▶ _WHAT THE EXERCISE ASKS_
Although the records contain pictures, only their text should be set down, exactly as written.
╭──
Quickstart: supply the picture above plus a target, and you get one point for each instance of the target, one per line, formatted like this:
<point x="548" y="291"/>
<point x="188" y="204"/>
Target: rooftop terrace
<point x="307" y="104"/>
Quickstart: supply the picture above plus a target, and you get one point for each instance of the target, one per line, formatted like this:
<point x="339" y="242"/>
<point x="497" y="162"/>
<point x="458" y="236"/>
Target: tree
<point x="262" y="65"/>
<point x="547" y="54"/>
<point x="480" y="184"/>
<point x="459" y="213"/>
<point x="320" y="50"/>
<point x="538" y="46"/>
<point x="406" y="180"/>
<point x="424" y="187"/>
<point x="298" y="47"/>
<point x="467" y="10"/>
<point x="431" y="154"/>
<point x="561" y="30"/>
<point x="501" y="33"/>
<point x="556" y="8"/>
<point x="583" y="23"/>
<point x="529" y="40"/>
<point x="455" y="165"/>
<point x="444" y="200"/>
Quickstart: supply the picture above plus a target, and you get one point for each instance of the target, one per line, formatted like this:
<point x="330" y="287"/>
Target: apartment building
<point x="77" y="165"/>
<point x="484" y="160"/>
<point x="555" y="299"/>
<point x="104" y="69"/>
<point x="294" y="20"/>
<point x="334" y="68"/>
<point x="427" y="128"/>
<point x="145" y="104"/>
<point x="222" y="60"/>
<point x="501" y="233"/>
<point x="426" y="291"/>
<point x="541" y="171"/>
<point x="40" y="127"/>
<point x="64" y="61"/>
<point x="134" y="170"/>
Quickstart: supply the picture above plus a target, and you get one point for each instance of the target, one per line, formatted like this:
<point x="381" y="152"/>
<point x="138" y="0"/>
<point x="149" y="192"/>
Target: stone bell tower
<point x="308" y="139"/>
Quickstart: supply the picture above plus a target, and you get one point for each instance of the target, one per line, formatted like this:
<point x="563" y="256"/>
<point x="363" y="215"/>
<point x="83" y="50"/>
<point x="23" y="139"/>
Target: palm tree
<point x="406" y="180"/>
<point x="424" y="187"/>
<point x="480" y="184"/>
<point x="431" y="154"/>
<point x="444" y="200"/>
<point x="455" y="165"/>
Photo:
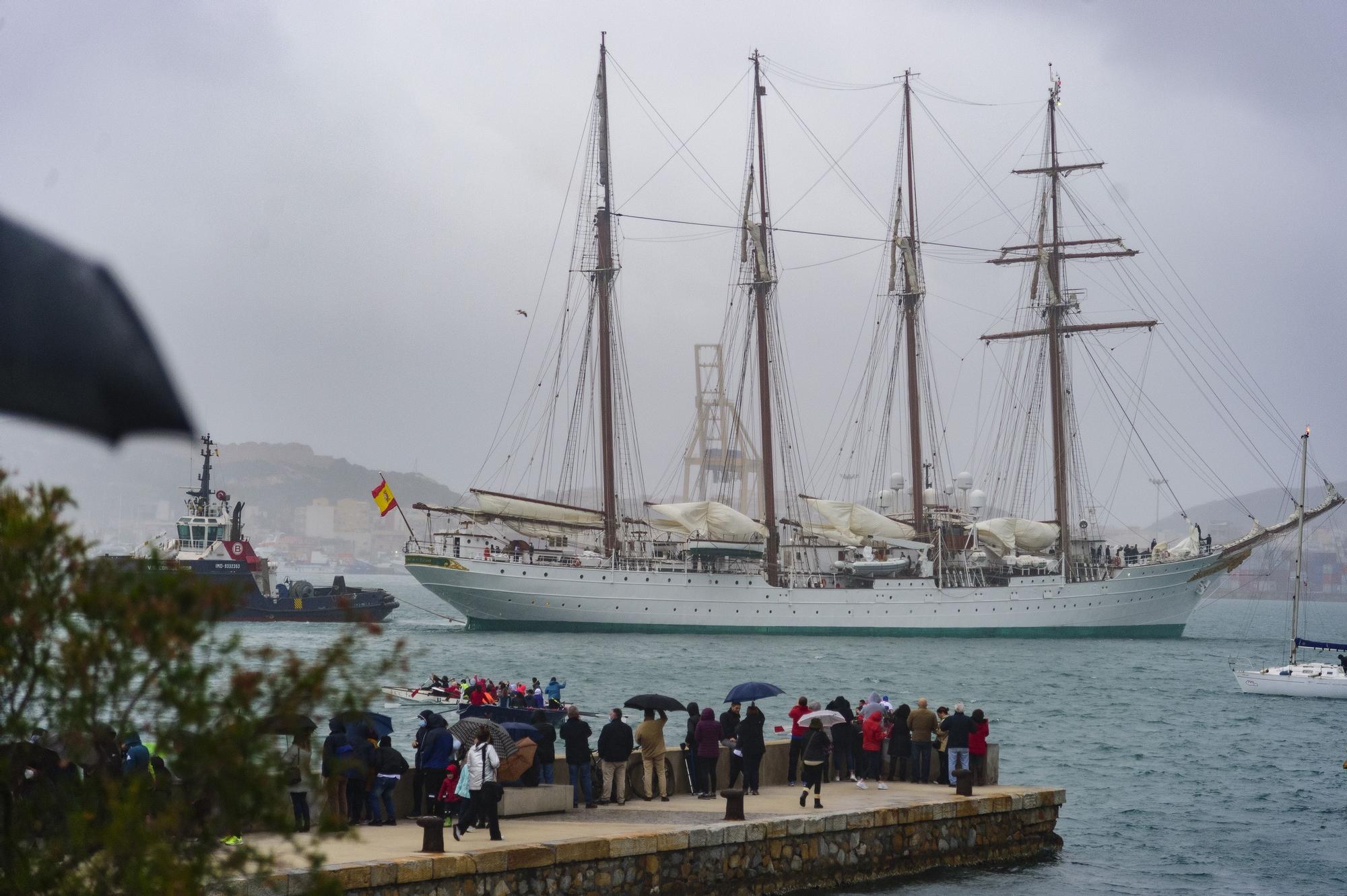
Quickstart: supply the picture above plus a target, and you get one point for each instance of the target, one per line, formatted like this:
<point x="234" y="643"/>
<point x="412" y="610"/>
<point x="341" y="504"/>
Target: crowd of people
<point x="480" y="692"/>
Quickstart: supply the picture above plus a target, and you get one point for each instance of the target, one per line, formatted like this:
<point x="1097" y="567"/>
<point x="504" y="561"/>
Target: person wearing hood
<point x="900" y="743"/>
<point x="546" y="740"/>
<point x="731" y="726"/>
<point x="437" y="750"/>
<point x="298" y="767"/>
<point x="751" y="743"/>
<point x="814" y="755"/>
<point x="872" y="745"/>
<point x="418" y="765"/>
<point x="843" y="739"/>
<point x="577" y="734"/>
<point x="615" y="749"/>
<point x="360" y="781"/>
<point x="708" y="736"/>
<point x="390" y="766"/>
<point x="689" y="746"/>
<point x="337" y="753"/>
<point x="484" y="792"/>
<point x="979" y="749"/>
<point x="135" y="757"/>
<point x="801" y="708"/>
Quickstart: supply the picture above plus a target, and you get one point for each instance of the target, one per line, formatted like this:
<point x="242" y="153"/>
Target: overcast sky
<point x="329" y="211"/>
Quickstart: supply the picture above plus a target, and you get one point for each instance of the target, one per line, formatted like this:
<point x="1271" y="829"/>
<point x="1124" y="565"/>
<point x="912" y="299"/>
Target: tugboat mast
<point x="200" y="498"/>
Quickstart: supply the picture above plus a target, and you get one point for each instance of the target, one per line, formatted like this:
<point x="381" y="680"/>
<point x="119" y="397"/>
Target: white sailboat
<point x="818" y="565"/>
<point x="1299" y="679"/>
╰──
▶ _OUTPUT FOR THIS TASK_
Quickstart: supply the picture above plus a target, and you get one point for each instance of the target, one per line, formatted like this:
<point x="548" y="291"/>
<point x="188" y="204"/>
Target: rooftop terrace
<point x="307" y="104"/>
Quickstart: supply the picture above plus a target, and you get one point for each instance of the target, one per line, formatted like this:
<point x="339" y="242"/>
<point x="497" y="162"/>
<point x="458" y="236"/>
Target: tree
<point x="262" y="65"/>
<point x="547" y="54"/>
<point x="480" y="184"/>
<point x="459" y="213"/>
<point x="320" y="50"/>
<point x="538" y="46"/>
<point x="406" y="180"/>
<point x="424" y="187"/>
<point x="298" y="47"/>
<point x="467" y="10"/>
<point x="431" y="154"/>
<point x="561" y="30"/>
<point x="501" y="33"/>
<point x="556" y="8"/>
<point x="583" y="23"/>
<point x="529" y="40"/>
<point x="455" y="165"/>
<point x="444" y="200"/>
Quickstart: supply the picture above plus a target, and you get one point for each instance of the target, one per line, formatted like this:
<point x="330" y="287"/>
Target: apartment building
<point x="77" y="165"/>
<point x="484" y="160"/>
<point x="555" y="299"/>
<point x="104" y="69"/>
<point x="294" y="20"/>
<point x="334" y="68"/>
<point x="427" y="128"/>
<point x="145" y="104"/>
<point x="222" y="60"/>
<point x="501" y="233"/>
<point x="426" y="291"/>
<point x="541" y="171"/>
<point x="40" y="127"/>
<point x="64" y="61"/>
<point x="134" y="170"/>
Quickstart: supply the picture above plus a target, and you get one point for each instance of the target, one per line, formatted like this:
<point x="381" y="152"/>
<point x="138" y="0"/>
<point x="149" y="192"/>
Target: stone bell tower
<point x="308" y="139"/>
Quickstart: supply the picture above plus a target, and you get one point for each instance of the target, one per line, formatted like this:
<point x="563" y="256"/>
<point x="363" y="215"/>
<point x="83" y="50"/>
<point x="23" y="139"/>
Target: palm tree
<point x="406" y="180"/>
<point x="424" y="187"/>
<point x="480" y="184"/>
<point x="431" y="154"/>
<point x="444" y="200"/>
<point x="455" y="165"/>
Photo:
Quickstart: supply the picture above plus a target, and you get one point for each instance of the target, one per line, formatted like this:
<point x="234" y="643"/>
<point x="412" y="610"/>
<point x="341" y="504"/>
Target: crowd of people
<point x="480" y="692"/>
Quickstart: supply the picture above plus a target, and you get one point for each instance of the target, one per line, formatted like this:
<point x="1097" y="567"/>
<point x="504" y="561"/>
Target: person wearing hood
<point x="900" y="743"/>
<point x="546" y="740"/>
<point x="731" y="726"/>
<point x="437" y="750"/>
<point x="298" y="767"/>
<point x="751" y="743"/>
<point x="814" y="755"/>
<point x="872" y="745"/>
<point x="418" y="765"/>
<point x="843" y="739"/>
<point x="577" y="734"/>
<point x="615" y="749"/>
<point x="360" y="781"/>
<point x="708" y="736"/>
<point x="390" y="766"/>
<point x="689" y="746"/>
<point x="337" y="753"/>
<point x="484" y="792"/>
<point x="979" y="749"/>
<point x="135" y="757"/>
<point x="801" y="708"/>
Quickstart: supply the picture above plus a target, and you get one point for each instance of the target, one per line, formatted like this:
<point x="242" y="153"/>
Target: overcast sky
<point x="329" y="211"/>
Quickstart: supply the picture above plus a target, and you get one point for each instance of the target, one per line, formatted like this:
<point x="1271" y="829"/>
<point x="1124" y="565"/>
<point x="912" y="299"/>
Target: tugboat mast
<point x="200" y="498"/>
Quickstart: supply the picture above plus a target, and you get one point for each instance of the target, one per line, formatted like this:
<point x="381" y="680"/>
<point x="119" y="397"/>
Target: white sailboat
<point x="818" y="565"/>
<point x="1299" y="679"/>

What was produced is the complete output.